Proposal and Certification

The two operations of the Third Mode

15 min read

A19 · A19bProse proofDistinguishing what a system proposes from what it certifies.

Sameness occurs in substance, while likeness occurs in quality.
— Aristotle, Metaphysics Δ, 1021a11-12

This chapter formalizes the distinction between similarity (statistical proximity) and equivalence (witnessed, scoped, operation-specific identity), defining two anchors: A19 (Proposal Operator), which specifies the fast approximate function that produces ranked candidate hypotheses from embeddings, retrievers, or pattern matchers, and A19b (Certification Contract), which specifies the exact operator that converts a candidate claim into either a typed witness with scope and transport rights or a structured failure with remediation guidance. The chapter develops the Propose-Certify-Glue pipeline architecture, shows why embeddings are the correct tool for narrowing search but the wrong tool for binding commitments, and resolves touchstone T2 (Morning Star / Evening Star) by exhibiting how partial, scoped equivalence witnesses make explicit what embedding similarity hides. The reader seeking the philosophical framing of why sameness is always relative to purpose should consult Vol I, Chapter 7 (The Witness Protocol).

The Embedding Empire's Claim

The embedding empire has a powerful claim: similarity captures learned semantic proximity well enough to drive retrieval. Two items with high cosine similarity are "semantically close." This claim has driven a decade of progress in retrieval, recommendation, and search. It has made systems that feel intelligent.

» Task brief: In the chapter on proposal and certification, how would the sentence "This claim has driven a decade of progress in retrieval, recommendation, and search." read in Spanish?

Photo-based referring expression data

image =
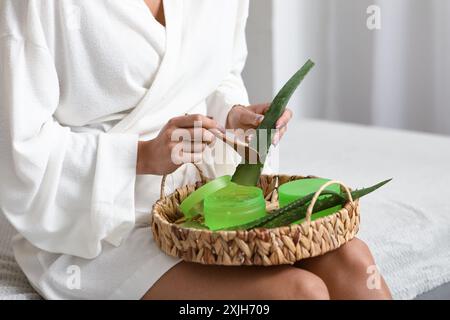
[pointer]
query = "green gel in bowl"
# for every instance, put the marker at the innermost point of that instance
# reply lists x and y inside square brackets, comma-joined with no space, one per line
[297,189]
[233,205]
[193,204]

» Answer for this exercise: Esta afirmación ha impulsado una década de progreso en la recuperación, la recomendación y la búsqueda.